- **SET PROBLEM 1**
In the piece on art and commerce, what is the current value of Van Gogh's portrait of Dr Gachet?

- **DOCUMENT SEGMENT**

= = =

Scandalous. Exploitative. Shambolic. Unjust. These are the adjectives that abound when creativity and commerce muddle and meld.

Let me take you to the wheat fields of Auvers-sur-Oise in southern France.

It’s here, among sweeping tides of gold, that’s a 37-year-old artist pressed the barrel-cold metal of a revolver to his skin and pulled the trigger. Vincent Van Gogh took two days to die before his still-warm corpse was slung into a pauper’s grave.

As the world now knows, Van Gogh sold just a handful of works during his lifetime, despite a two-year stint working for art dealers Gropil of London in his 20s.

We know that the artist believed a “prison” of poverty and social prejudice prevented him from realising his artistic potential.

Weeks before his death, Van Gogh painted a portrait of his doctor, one Dr Gachet. That painting is now one of the most expensive works of art in the world, currently valued at $152 million.

Now let’s head to London, a city where three in every four artists earn barely £10,000 a year.

At the head of the north entrance of Burlington Arcade – a glittering gallery peddling Florentine leather and vintage Rolexes in London’s Mayfair – we find the Beatles’ former Apple HQ; now a ‘landmark’ Abercrombie and Fitch store.

Look up to the parapets. On this very rooftop on 30 January 1969 the Beatles played their last-ever live gig. And it’s in this building, bought by their record label Apple in 1968, that the boys’ creative hothouse blossomed.

The hippie vision was to commission and support creative endeavour from wherever it sprang; artists the world over sent in their wacky ideas for theatre, music, novels, film and fashion the Fab Four would proffer the cheqcue book. The model imploded within months, its pockets picked by optimists and opportunists all to happy siphon off the lads’ millions.

Just five minutes’ walk away is Sotheby’s, one of the world’s most iconic auction houses.

In 2002 Sotheby’s and Christie’s were found guilty of price fixing and defrauding sellers out of an estimated £290 million.

It turned out the houses had been in cahoots for most of the 1990s, breaching EU competition rules by collaboratively setting client charges in a market they dominated. Sotheby’s was fined £12 million while Christie’s escaped a fine on account of providing key evidence for the prosecution.

= = =

- **ENTRIES PROVIDED**
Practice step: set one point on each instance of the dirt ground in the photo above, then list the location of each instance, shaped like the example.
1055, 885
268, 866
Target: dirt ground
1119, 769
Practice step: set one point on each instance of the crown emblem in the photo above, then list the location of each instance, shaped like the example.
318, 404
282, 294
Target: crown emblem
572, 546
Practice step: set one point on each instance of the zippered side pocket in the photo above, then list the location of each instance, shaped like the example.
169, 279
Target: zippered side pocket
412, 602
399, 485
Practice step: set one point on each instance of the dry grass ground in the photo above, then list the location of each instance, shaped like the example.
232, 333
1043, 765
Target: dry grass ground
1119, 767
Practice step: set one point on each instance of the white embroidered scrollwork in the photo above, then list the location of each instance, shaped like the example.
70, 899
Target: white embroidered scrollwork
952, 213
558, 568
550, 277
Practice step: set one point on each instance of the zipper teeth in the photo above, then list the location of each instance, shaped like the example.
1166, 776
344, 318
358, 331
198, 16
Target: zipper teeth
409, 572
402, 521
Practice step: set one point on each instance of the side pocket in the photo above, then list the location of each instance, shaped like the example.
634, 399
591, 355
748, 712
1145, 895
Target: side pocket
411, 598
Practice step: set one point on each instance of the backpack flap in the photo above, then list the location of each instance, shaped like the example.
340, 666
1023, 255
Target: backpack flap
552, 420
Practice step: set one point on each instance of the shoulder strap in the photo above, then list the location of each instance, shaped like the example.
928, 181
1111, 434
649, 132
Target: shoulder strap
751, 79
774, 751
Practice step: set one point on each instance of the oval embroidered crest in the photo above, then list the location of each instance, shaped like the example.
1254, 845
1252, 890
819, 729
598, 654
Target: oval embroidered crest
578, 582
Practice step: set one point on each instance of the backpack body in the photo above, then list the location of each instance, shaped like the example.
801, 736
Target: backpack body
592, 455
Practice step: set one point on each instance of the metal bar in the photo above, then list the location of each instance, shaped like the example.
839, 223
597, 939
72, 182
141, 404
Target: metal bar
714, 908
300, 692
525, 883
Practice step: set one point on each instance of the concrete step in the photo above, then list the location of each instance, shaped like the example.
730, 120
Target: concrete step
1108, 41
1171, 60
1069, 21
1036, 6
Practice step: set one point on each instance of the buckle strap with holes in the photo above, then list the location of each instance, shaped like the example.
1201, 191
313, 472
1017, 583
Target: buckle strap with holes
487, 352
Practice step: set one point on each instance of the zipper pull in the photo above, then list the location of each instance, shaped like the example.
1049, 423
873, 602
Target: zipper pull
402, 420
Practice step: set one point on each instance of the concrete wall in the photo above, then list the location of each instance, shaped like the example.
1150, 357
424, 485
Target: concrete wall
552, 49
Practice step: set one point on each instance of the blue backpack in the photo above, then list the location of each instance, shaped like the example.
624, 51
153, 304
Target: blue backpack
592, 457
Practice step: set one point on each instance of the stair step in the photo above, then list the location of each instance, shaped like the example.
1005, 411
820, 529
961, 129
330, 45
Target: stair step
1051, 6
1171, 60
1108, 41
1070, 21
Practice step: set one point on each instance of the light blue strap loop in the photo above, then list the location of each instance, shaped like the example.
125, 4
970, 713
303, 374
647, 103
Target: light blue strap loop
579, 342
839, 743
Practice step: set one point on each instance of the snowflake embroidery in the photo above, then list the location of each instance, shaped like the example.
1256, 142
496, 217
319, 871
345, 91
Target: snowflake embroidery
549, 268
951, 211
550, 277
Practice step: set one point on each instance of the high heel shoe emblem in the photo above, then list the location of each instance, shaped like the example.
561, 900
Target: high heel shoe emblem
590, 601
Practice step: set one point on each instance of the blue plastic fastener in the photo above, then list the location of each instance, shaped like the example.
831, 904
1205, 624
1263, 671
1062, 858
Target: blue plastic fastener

= = =

- **SET PROBLEM 2**
Take the listing from the line containing "Practice step: set one point on each instance of the high" through the end of the listing. Rewrite those lines with "fastener" changed to "buckle" and everything else unchanged.

- **RIGHT ANSWER 1**
$152 million

- **RIGHT ANSWER 2**
Practice step: set one point on each instance of the high heel shoe emblem in the photo above, then list the location of each instance, shaped like the example.
561, 900
Target: high heel shoe emblem
590, 601
Practice step: set one point on each instance of the blue plastic buckle in the photo above, then list the location of each instance, shaped like the example.
831, 904
1205, 624
1263, 671
1062, 858
Target: blue plastic buckle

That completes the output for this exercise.